_Task requirements:_ Reproduce the listing in full. Keep every character unchanged.

** Input data follows **

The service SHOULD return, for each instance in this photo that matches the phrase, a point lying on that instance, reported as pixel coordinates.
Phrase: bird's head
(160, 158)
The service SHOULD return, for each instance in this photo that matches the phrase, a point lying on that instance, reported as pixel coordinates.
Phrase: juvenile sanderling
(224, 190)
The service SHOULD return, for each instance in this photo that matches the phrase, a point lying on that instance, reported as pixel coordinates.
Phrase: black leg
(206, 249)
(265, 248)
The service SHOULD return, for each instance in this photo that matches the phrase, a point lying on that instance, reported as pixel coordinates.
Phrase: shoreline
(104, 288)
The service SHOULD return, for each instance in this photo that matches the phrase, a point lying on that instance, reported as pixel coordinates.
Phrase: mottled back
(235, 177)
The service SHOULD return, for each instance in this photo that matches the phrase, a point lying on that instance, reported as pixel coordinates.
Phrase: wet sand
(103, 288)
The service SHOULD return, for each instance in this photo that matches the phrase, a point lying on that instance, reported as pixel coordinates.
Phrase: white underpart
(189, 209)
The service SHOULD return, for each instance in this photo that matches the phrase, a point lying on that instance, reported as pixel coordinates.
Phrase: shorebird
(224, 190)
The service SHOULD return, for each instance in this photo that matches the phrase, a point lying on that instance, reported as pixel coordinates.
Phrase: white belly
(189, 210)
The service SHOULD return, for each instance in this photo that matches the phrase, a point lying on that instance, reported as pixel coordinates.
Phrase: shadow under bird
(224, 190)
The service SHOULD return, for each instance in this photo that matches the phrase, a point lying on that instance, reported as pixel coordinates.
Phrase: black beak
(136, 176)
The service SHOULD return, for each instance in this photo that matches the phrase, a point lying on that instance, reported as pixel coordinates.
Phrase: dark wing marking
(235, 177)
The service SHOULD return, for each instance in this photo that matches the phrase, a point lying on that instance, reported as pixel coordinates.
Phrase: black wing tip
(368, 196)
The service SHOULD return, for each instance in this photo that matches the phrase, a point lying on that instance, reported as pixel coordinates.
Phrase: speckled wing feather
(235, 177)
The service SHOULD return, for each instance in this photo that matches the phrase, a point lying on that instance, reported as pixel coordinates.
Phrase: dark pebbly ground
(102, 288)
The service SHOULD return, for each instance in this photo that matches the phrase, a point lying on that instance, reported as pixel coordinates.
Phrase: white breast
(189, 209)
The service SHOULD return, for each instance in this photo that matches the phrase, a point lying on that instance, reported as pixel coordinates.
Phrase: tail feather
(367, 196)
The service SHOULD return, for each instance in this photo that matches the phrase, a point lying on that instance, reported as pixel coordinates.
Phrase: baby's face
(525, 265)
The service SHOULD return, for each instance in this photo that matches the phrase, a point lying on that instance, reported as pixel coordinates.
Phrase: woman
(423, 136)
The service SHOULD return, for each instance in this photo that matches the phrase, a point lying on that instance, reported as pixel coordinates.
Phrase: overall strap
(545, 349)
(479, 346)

** End of Input data **

_Exercise solution:_
The service SHOULD return, for each instance in this photo that matches the phrase, a point lying on that instance, reported as pixel coordinates.
Phrase: bird's head
(160, 158)
The service SHOULD return, for each instance in this photo that matches the phrase, a point lying on that instance, reported as pixel coordinates.
Phrase: juvenile sanderling
(224, 190)
The service SHOULD return, for each instance in this photo that matches the phrase, a point lying on that instance, reported as pixel coordinates.
Phrase: black leg
(206, 249)
(265, 248)
The service SHOULD return, for each instance in this photo that matches the phrase, a point lying on that instance, reported as pixel coordinates.
Phrase: shoreline
(104, 288)
The service SHOULD return, for each instance in this photo that matches the phrase, a point lying on that instance, reported as pixel coordinates.
Phrase: mottled back
(235, 177)
The service SHOULD return, for each instance in this photo that matches the phrase, a point lying on that instance, reported as pixel coordinates.
Phrase: wet sand
(103, 288)
The service SHOULD return, for each instance in this photo that matches the phrase, a point lying on that instance, reported as pixel coordinates.
Phrase: white underpart
(189, 209)
The service SHOULD return, for each instance in this photo that matches the phrase, a point lying on that instance, reported as pixel coordinates.
Phrase: shorebird
(224, 190)
The service SHOULD return, for each instance in this photo that matches the phrase, a point lying on that instance, reported as pixel coordinates.
Phrase: white belly
(189, 210)
The service SHOULD return, for each instance in this photo that matches the phrase, a point lying on that instance, reported as pixel coordinates.
Phrase: shadow under bird
(224, 190)
The service SHOULD return, for each instance in this photo that matches the phrase, a point lying on that instance, reported as pixel coordinates.
Phrase: black beak
(136, 176)
The service SHOULD return, for each instance in this photo that matches the phrase, a point lying on that instance, reported as pixel coordinates.
Phrase: dark wing marking
(235, 177)
The service SHOULD return, for each instance in this photo that matches the phrase, a point lying on that instance, reported as pixel coordinates.
Phrase: black wing tip
(368, 196)
The service SHOULD return, for each instance in this photo that matches the phrase, a point lying on that instance, reported as pixel coordinates.
Phrase: speckled wing feather
(235, 177)
The service SHOULD return, for each instance in this photo that matches the phrase, a point lying on that instance, reported as pixel coordinates.
Phrase: dark pebbly ground
(102, 288)
The service SHOULD return, for each instance in this photo that matches the phrase, a point lying on that instance, reported as pixel coordinates.
Phrase: white breast
(189, 209)
The service SHOULD return, for each instance in this photo that matches the phrase, a point lying on that instance, reported as pixel coordinates.
Phrase: tail feather
(367, 196)
The service SHOULD return, for each instance in this photo that matches the phrase, a point lying on that instance, reported as pixel coordinates.
Phrase: baby's face
(525, 265)
The service SHOULD return, for each instance in this photo that matches the phrase, a point lying on that instance, reported as pixel coordinates.
Phrase: woman
(423, 136)
The service SHOULD return, for each instance in this photo that matches the phrase, a point lying on that instance, reported as pixel coordinates.
Phrase: overall strap
(545, 349)
(479, 346)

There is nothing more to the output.